PROVIDED PASSAGE |
Publication information
- Publisher: Marvel Comics
- First appearance: New X-Men #128 (Aug. 2002)
- Created by: Grant Morrison Igor Kordey

In-story information
- Type of organization: Secret governmental genetics program
- Base(s): Various
- Leader(s): John Sublime
- Agent(s): Professor Thorton Notable test subjects and creations Weapon I - Captain America/Steve Rogers Weapon I - Captain America/Isaiah Bradley Weapon I - Protocide Weapon II - Wolverteeny Weapon III - Skinless Man Weapon IV - Man-Thing Weapon V - Project V-Nam Weapon VI - Power Man Weapon VII - Nuke Weapon VIII - Unknown Weapon IX - Typhoid Mary Weapon X - Wolverine Weapon XI - Unknown Weapon XII - Huntsman Weapon XIII - Fantomex Weapon XIV - Stepford Cuckoos Weapon XV - Ultimaton Weapon XVI - Allgod Weapon Infinity - Deathlok Project: Troubleshooter - American Kaiju Weapon H - H-Alpha Weapon XXX Hellfire Program - Hellverine Hellfire Program - Destroyers

= Weapon Plus =

Fictional comic book program

Weapon Plus is a fictional clandestine program appearing in American comic books published by Marvel Comics. It was created by Grant Morrison during their run in New X-Men. The program's purpose is the creation of super-soldiers intended to fight the wars of the future, especially a mutant-human war. Weapon X, the organization's most well-known program, was originally the tenth installation, but eventually it branched off and became an independent program with similar purposes. Morrison's introduction of Weapon Plus also shed new information about the origins of Weapon X, Captain America, and other Marvel Comics supersoldiers.

==Fictional team history==
During the 1940s, the existence of mutants was not yet known to the general public. A few individuals were aware of the coming of mutants and the fact that they had the potential to replace baseline humans as the dominant species of Earth. Weapon Plus was created to address the so-called mutant problem. What was unknown by everyone involved in Weapon Plus is that its mastermind, Sublime, was a sentient bacteria present in every living creature on the planet, save for mutants, who were genetically immune to the Sublime infection.

==Programs==
===Before Weapon I===
Project: Rebirth began as a collaboration between American, British and German eugenicists led by Josef Reinstein (later known as Abraham Erskine) and Koch. When World War II began, Koch took over the German program, and Reinstein moved to the American program.

===Weapon I===
Project: Rebirth, headed by Abraham Erskine, managed to produce Captain America (Steve Rogers). However, Erskine was murdered moments after Rogers was successfully enhanced. The refinements he introduced which made the process successful were lost with his death. Following Erskine's death, Koch took over the American program. Early attempts to recreate the formula resulted in African American super soldiers (most prominently Isaiah Bradley and his son Josiah X). Three hundred African-American soldiers were taken from Camp Cathcart and subjected to potentially fatal experiments at an undisclosed location.

DATA RECORDS |

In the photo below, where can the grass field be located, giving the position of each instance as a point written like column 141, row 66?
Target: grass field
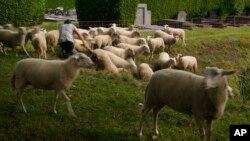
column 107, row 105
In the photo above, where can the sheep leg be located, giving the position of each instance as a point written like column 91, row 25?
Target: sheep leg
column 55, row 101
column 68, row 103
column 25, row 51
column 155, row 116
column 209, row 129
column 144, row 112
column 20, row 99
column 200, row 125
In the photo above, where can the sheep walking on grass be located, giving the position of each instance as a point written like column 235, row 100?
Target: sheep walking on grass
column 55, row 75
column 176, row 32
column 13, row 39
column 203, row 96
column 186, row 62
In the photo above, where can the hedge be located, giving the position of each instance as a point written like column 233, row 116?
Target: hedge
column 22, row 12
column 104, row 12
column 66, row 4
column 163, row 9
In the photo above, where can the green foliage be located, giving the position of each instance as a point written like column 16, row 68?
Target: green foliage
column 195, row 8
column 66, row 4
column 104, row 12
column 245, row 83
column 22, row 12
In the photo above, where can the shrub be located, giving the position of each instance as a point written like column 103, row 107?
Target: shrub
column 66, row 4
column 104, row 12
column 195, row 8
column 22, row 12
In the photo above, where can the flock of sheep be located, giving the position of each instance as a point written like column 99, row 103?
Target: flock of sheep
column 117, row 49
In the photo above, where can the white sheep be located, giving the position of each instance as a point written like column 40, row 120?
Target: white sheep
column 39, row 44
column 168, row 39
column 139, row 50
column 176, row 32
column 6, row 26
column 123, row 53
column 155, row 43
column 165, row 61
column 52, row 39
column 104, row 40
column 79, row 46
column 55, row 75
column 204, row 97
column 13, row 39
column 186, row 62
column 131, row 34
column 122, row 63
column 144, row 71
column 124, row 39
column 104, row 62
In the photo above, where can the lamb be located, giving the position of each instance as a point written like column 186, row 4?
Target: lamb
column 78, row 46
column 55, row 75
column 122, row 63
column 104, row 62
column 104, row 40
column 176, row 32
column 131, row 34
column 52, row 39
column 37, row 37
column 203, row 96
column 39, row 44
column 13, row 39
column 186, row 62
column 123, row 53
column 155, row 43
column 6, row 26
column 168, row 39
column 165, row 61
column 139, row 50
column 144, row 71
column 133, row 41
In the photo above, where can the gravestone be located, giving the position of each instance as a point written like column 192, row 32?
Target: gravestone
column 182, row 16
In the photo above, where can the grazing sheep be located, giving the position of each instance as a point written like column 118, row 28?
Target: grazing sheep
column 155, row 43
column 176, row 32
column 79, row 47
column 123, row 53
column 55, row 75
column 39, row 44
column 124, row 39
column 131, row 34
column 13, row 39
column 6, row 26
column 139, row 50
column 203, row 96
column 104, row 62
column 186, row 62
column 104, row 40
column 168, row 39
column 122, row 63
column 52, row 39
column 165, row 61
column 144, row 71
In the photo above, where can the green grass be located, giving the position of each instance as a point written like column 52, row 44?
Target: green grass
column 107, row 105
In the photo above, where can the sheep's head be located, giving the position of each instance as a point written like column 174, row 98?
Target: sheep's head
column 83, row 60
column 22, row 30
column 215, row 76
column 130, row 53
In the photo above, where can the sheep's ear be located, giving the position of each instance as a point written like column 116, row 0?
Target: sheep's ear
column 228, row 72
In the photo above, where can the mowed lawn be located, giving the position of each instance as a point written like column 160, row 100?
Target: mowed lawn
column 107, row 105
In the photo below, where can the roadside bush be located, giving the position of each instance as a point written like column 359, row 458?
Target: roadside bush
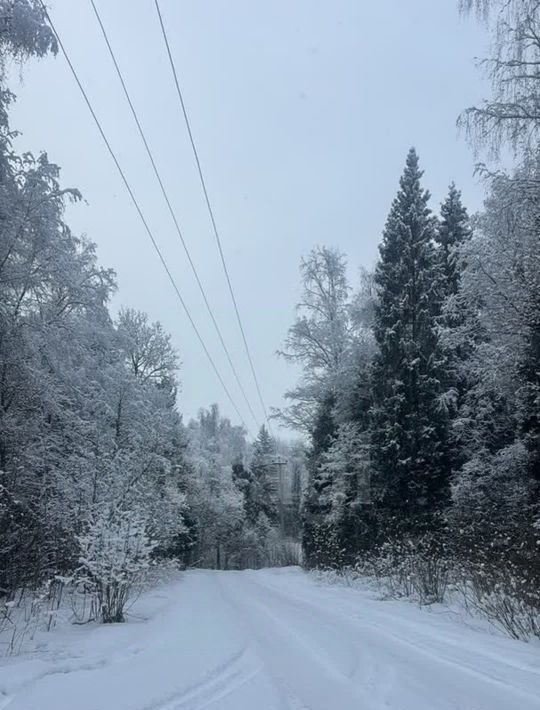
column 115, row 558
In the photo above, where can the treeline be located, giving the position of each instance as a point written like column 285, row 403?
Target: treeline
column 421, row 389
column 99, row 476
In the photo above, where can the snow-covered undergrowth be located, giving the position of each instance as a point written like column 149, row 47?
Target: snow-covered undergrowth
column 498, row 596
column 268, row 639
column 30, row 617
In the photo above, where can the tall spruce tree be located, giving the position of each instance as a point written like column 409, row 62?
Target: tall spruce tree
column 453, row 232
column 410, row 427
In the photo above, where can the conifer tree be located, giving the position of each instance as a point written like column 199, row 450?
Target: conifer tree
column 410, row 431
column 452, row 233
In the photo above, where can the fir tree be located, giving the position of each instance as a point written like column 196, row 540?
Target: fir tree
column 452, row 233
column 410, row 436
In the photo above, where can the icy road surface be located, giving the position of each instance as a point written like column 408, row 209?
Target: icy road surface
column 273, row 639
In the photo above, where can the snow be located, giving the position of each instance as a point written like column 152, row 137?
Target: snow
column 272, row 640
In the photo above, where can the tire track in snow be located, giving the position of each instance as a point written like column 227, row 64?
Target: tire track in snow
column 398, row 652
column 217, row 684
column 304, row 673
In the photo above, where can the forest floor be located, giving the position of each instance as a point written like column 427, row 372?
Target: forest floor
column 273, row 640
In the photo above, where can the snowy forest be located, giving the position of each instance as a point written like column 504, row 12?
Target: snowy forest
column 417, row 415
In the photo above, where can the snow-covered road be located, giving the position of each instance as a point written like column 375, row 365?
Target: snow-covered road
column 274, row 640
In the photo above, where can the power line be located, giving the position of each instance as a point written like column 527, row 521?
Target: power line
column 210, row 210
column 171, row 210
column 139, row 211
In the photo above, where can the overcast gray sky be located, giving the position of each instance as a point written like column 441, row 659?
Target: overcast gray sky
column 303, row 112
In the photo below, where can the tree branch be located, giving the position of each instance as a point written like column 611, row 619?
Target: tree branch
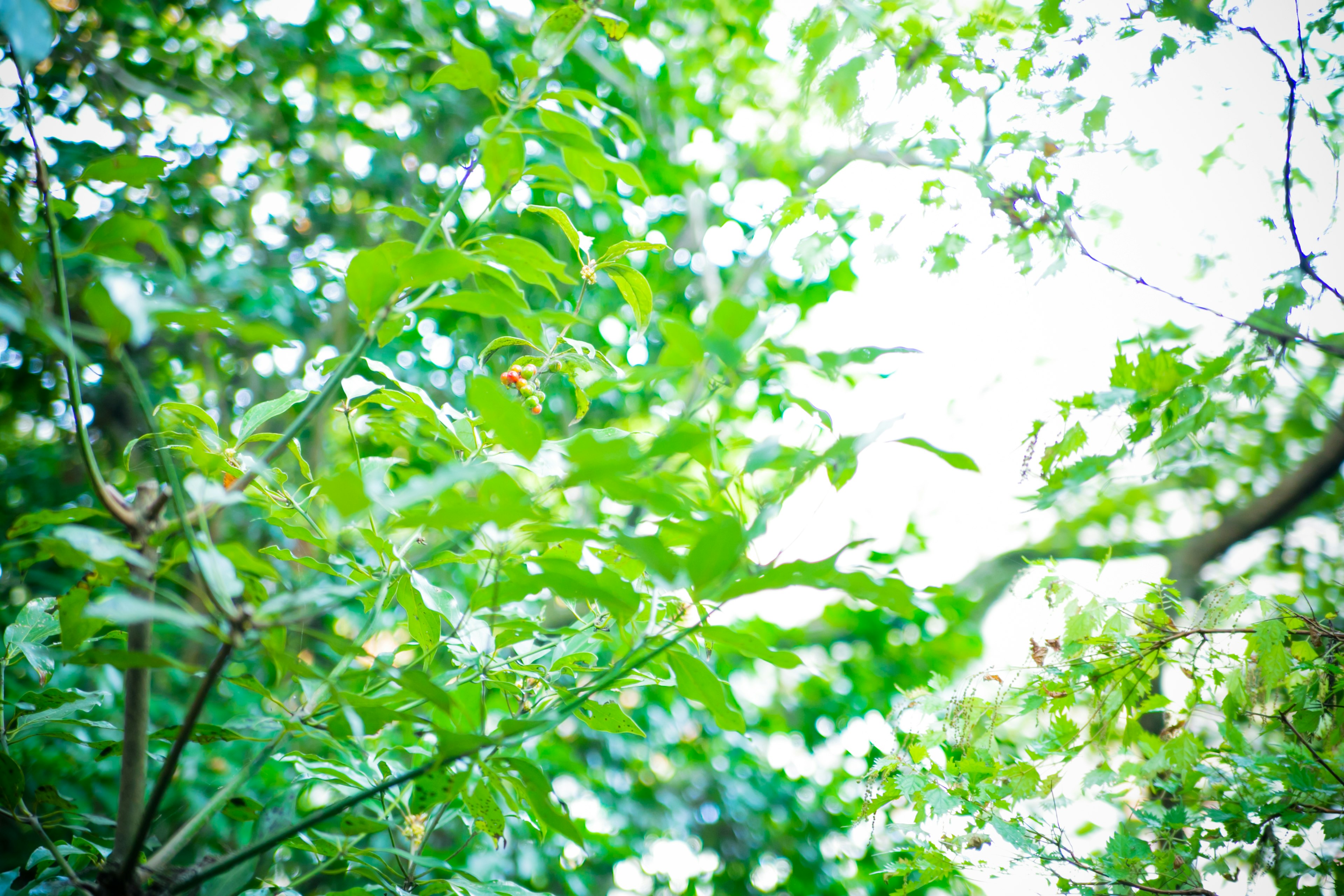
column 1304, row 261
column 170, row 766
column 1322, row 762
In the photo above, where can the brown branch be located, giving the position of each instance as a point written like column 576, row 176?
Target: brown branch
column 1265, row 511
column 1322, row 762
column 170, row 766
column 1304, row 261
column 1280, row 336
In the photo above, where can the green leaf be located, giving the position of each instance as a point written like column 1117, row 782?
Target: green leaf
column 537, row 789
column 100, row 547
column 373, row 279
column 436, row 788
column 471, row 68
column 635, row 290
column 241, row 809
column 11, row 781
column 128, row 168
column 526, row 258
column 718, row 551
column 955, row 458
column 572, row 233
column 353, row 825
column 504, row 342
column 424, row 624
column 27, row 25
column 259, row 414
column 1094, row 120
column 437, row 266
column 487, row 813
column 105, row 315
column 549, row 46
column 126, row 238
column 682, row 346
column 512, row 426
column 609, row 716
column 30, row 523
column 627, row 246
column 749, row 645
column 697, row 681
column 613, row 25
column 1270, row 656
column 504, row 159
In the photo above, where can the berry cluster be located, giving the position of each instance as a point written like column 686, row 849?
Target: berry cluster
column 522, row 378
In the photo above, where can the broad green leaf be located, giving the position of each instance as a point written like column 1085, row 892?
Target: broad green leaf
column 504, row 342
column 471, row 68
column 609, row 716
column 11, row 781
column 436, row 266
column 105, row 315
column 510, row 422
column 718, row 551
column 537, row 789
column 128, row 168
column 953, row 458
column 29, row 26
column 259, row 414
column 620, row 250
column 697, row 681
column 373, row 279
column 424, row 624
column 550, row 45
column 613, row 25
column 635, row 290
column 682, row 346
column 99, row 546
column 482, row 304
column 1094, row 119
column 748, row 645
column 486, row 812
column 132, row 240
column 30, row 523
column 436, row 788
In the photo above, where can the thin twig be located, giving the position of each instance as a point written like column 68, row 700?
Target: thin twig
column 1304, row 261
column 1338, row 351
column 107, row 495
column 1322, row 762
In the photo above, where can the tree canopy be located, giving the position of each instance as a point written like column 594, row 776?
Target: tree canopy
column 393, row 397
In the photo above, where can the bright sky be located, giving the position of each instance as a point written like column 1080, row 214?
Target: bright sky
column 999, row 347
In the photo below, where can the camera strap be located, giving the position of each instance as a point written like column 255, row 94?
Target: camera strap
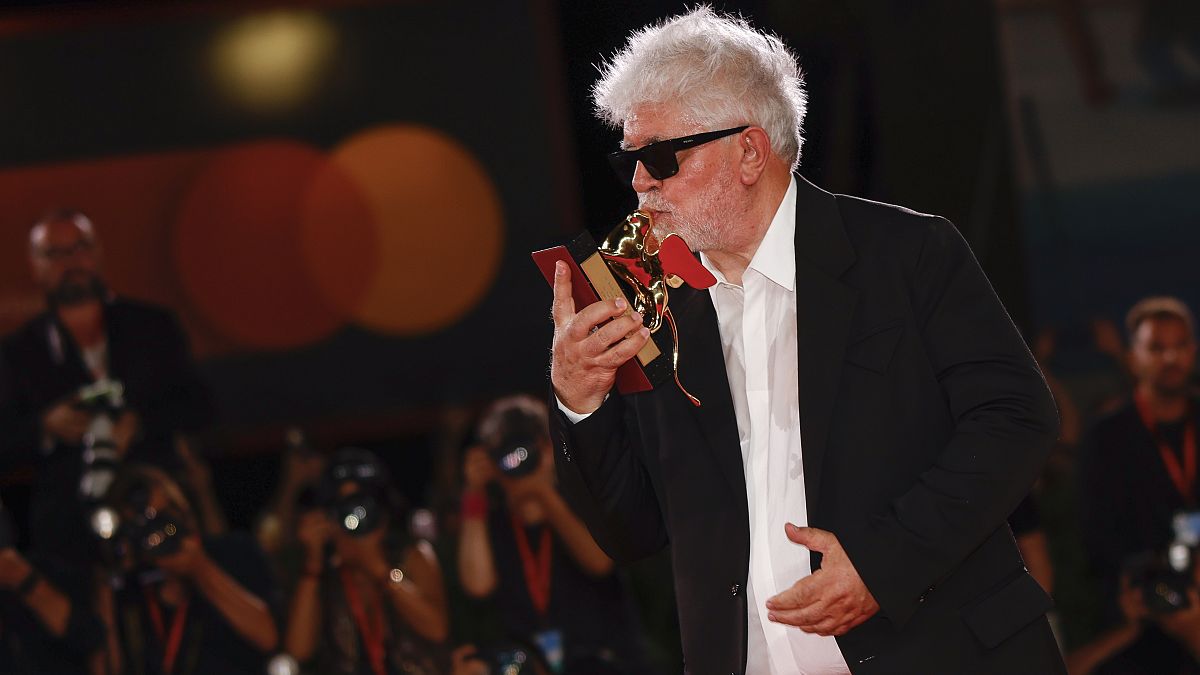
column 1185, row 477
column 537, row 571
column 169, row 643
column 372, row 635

YOUR OBJECTIVE | In the Weapon Plus article, who took over the American program after Abraham Erskine's death?

YOUR RESPONSE | Koch took over the American program.